▶ [Document section]
Thursday, 21 February 2019

Bottled Beer in the 1950s

Today's post is an excerpt from Austerity!, one of the many books I published last year. It covers the fascinating - and hugely important - story of UK beer in the immediate post-war years.

This is a section on bottled beer.


Bottled Beer
There was more variation in bottled beer, both in terms of styles and strengths. Stronger beers just didn’t sell in large enough quantities to be sold on draught. Other beers, such as Brown Ale and Light Ale, were considered bottled products. And some, like Sweet Stout, were only really practical in bottled form.

Bottled beer was all the rage in the 1950’s. It was the only type of beer whose sales were increasing. Making it vital for brewers to have good bottling facilities and the right range of bottled products. In 1900, only about 5% of beer was bottled. By 1939 it had risen to 25%, though its growth was temporarily halted by the advent of war. In 1954, it hit 35%.

Undoubtedly the percentage of bottled beer would have been higher, had it not been for WW II. There was a shortage of glass for bottles and even wood for crates, which limited the amount a brewer could produce. (During the war Barclay Perkins regularly sent letters to their tenants warning them they would only get bottled beer delivered if they returned the empty bottles and crates.) Plus bottling used more energy than producing draught beer, which was another important consideration.

▶ [Written request A]
How many lines of the records contain the string "signal"? Case matters, so give only the number.
The text and the records have nothing to do with each other.

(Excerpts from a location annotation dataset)
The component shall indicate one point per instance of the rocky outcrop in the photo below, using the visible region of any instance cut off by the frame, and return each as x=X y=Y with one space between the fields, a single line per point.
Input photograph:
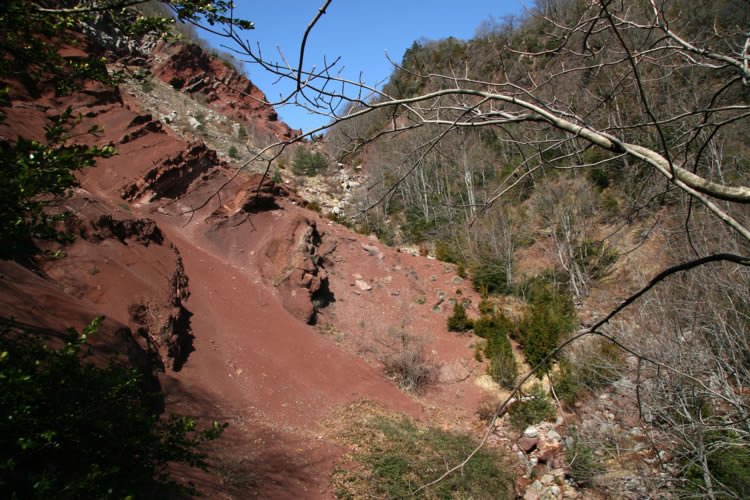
x=302 y=280
x=190 y=69
x=126 y=269
x=173 y=176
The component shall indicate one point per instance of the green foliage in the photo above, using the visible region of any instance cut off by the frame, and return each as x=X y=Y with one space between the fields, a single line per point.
x=498 y=351
x=398 y=457
x=307 y=163
x=448 y=252
x=486 y=307
x=315 y=206
x=29 y=50
x=276 y=176
x=728 y=460
x=73 y=430
x=549 y=317
x=32 y=175
x=489 y=276
x=242 y=134
x=532 y=411
x=458 y=321
x=581 y=460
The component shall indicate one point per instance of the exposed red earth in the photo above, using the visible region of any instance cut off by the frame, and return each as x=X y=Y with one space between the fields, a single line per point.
x=261 y=313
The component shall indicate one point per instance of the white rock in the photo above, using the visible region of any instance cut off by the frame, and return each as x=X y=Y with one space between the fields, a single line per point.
x=363 y=285
x=531 y=432
x=194 y=123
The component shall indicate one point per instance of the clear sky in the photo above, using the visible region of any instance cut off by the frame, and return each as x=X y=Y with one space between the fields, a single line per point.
x=357 y=31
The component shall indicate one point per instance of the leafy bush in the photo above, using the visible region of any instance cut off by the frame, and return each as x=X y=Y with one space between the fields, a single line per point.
x=315 y=206
x=581 y=460
x=398 y=456
x=549 y=317
x=502 y=364
x=73 y=430
x=728 y=461
x=307 y=163
x=532 y=411
x=32 y=175
x=458 y=321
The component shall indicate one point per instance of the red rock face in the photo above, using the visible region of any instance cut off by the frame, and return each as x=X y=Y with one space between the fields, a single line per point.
x=187 y=68
x=260 y=267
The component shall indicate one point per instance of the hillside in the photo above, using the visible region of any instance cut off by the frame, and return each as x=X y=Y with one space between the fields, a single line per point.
x=365 y=309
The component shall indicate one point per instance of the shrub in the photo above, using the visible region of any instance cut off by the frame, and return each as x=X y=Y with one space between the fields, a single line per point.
x=729 y=464
x=549 y=317
x=596 y=257
x=502 y=364
x=593 y=369
x=307 y=163
x=486 y=307
x=314 y=206
x=74 y=430
x=35 y=174
x=411 y=367
x=458 y=321
x=489 y=277
x=446 y=251
x=581 y=460
x=397 y=456
x=532 y=411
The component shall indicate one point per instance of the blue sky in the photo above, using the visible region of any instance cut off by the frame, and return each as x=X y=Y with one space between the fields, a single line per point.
x=359 y=32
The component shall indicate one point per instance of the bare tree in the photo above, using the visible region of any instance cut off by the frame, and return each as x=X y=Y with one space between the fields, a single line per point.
x=611 y=95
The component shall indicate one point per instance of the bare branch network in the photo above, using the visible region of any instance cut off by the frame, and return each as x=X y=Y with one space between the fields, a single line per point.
x=634 y=60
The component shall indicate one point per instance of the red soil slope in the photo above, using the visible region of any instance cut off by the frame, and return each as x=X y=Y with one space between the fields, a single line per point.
x=220 y=281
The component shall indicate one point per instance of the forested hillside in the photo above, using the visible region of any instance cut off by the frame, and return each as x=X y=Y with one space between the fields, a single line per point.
x=548 y=296
x=594 y=145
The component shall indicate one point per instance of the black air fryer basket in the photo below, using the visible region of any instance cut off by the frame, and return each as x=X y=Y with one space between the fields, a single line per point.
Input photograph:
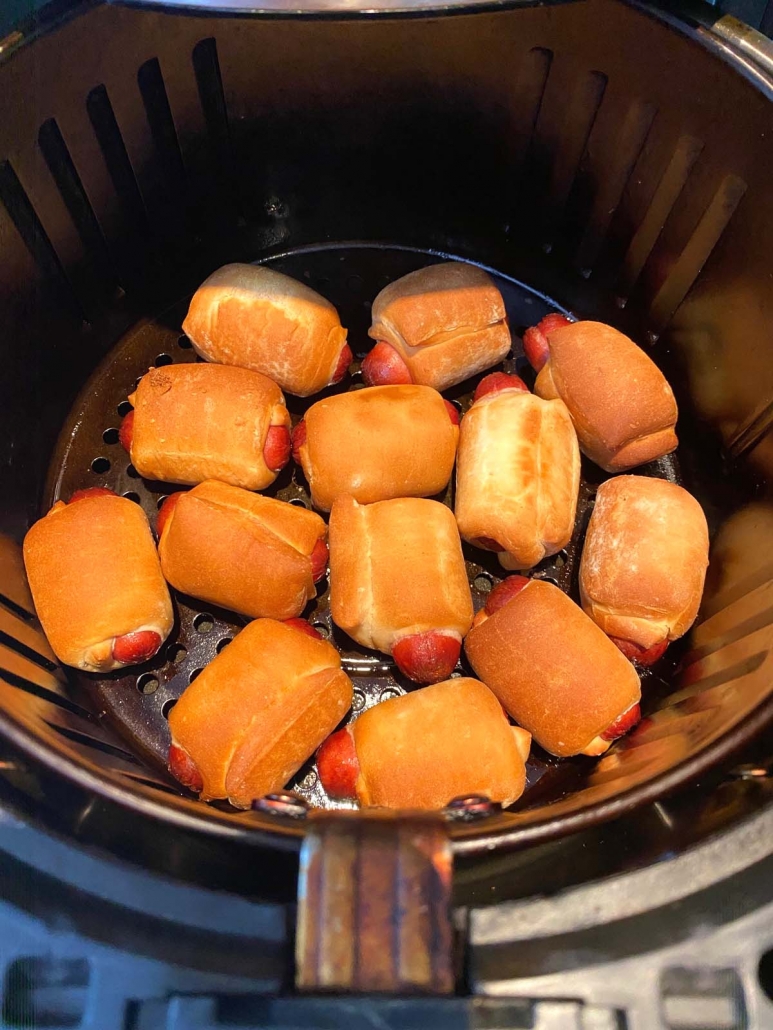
x=601 y=158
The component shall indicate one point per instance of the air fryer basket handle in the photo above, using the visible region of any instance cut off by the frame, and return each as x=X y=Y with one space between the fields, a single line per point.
x=374 y=904
x=712 y=26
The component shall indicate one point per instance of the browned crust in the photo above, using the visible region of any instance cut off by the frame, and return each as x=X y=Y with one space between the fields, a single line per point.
x=378 y=443
x=261 y=319
x=644 y=559
x=397 y=569
x=260 y=710
x=95 y=575
x=447 y=321
x=552 y=668
x=424 y=749
x=623 y=408
x=517 y=476
x=241 y=550
x=194 y=422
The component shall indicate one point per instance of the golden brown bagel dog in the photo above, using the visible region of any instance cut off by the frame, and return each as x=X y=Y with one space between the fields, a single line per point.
x=517 y=473
x=193 y=422
x=375 y=444
x=96 y=582
x=436 y=327
x=258 y=711
x=624 y=410
x=424 y=749
x=398 y=582
x=261 y=319
x=552 y=668
x=240 y=550
x=644 y=563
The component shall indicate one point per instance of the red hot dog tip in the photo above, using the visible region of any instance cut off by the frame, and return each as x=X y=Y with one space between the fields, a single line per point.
x=91 y=491
x=183 y=768
x=497 y=382
x=126 y=433
x=318 y=560
x=338 y=765
x=623 y=723
x=505 y=591
x=165 y=511
x=642 y=656
x=427 y=657
x=344 y=359
x=383 y=367
x=299 y=439
x=302 y=626
x=277 y=446
x=452 y=412
x=131 y=649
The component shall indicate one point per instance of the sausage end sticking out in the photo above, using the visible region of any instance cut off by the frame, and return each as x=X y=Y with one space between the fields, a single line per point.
x=535 y=339
x=276 y=448
x=126 y=433
x=623 y=723
x=505 y=591
x=496 y=382
x=383 y=367
x=427 y=657
x=131 y=649
x=299 y=439
x=642 y=656
x=452 y=412
x=183 y=768
x=91 y=491
x=166 y=510
x=338 y=765
x=318 y=560
x=303 y=627
x=344 y=359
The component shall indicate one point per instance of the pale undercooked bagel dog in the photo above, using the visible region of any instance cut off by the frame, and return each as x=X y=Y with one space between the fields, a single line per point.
x=96 y=582
x=552 y=668
x=378 y=443
x=437 y=327
x=240 y=550
x=193 y=422
x=254 y=716
x=624 y=410
x=424 y=749
x=517 y=473
x=398 y=582
x=644 y=563
x=261 y=319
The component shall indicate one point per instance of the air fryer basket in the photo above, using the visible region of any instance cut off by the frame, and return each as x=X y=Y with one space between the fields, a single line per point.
x=622 y=174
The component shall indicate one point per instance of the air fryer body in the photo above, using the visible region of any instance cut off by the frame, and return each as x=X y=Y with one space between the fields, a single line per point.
x=623 y=174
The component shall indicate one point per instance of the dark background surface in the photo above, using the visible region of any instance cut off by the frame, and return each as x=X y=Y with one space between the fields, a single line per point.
x=755 y=12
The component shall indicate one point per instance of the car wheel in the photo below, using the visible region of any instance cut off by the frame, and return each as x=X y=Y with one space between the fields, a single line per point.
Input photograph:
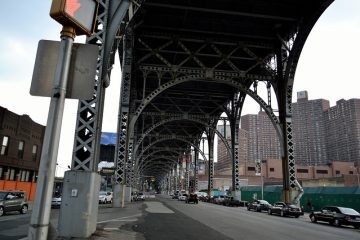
x=337 y=223
x=313 y=218
x=24 y=209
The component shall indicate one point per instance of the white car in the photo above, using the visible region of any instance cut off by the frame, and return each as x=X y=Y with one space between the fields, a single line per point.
x=183 y=197
x=56 y=202
x=105 y=197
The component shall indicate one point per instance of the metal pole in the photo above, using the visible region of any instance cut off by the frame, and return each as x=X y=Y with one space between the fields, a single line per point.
x=40 y=217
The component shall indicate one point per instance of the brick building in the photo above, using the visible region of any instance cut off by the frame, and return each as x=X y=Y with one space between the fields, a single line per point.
x=21 y=143
x=309 y=130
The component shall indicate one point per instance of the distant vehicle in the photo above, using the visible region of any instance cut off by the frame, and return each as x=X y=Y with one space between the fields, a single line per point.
x=230 y=202
x=285 y=209
x=13 y=201
x=140 y=196
x=192 y=198
x=182 y=197
x=337 y=216
x=105 y=197
x=175 y=196
x=56 y=202
x=258 y=205
x=219 y=200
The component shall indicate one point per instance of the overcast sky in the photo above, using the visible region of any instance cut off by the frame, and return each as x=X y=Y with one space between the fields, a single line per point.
x=328 y=66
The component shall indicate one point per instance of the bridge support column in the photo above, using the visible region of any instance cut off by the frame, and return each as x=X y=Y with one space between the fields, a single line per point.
x=196 y=170
x=211 y=135
x=235 y=161
x=292 y=191
x=122 y=144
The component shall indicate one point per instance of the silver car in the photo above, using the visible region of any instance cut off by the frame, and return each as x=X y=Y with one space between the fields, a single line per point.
x=13 y=201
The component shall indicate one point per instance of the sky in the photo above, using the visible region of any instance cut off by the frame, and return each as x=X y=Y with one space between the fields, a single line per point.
x=327 y=68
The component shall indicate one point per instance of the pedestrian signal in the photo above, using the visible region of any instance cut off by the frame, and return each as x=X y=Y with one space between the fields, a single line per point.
x=80 y=14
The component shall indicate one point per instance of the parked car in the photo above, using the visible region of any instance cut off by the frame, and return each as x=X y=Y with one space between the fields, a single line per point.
x=219 y=200
x=13 y=201
x=56 y=202
x=337 y=216
x=230 y=202
x=140 y=197
x=182 y=197
x=105 y=197
x=175 y=196
x=192 y=198
x=285 y=209
x=258 y=205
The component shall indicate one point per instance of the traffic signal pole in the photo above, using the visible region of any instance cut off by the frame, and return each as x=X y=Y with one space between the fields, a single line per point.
x=40 y=217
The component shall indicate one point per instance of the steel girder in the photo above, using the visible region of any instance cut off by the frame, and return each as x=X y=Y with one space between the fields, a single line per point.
x=194 y=63
x=89 y=116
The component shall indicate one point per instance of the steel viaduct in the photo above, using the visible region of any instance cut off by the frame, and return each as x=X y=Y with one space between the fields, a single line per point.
x=184 y=64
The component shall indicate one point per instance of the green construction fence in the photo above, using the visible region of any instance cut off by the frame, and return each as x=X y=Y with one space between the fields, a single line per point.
x=318 y=197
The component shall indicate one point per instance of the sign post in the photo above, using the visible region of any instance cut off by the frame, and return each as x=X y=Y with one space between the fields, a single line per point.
x=74 y=16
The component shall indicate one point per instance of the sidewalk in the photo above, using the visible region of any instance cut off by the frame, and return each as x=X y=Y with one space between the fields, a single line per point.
x=111 y=223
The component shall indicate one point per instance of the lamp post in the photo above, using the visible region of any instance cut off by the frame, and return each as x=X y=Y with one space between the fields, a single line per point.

▶ [Written request B]
According to the post on bottled beer in the 1950s, what percentage of beer was bottled in 1954?

▶ [Exercise solution A]
2

▶ [Exercise solution B]
35%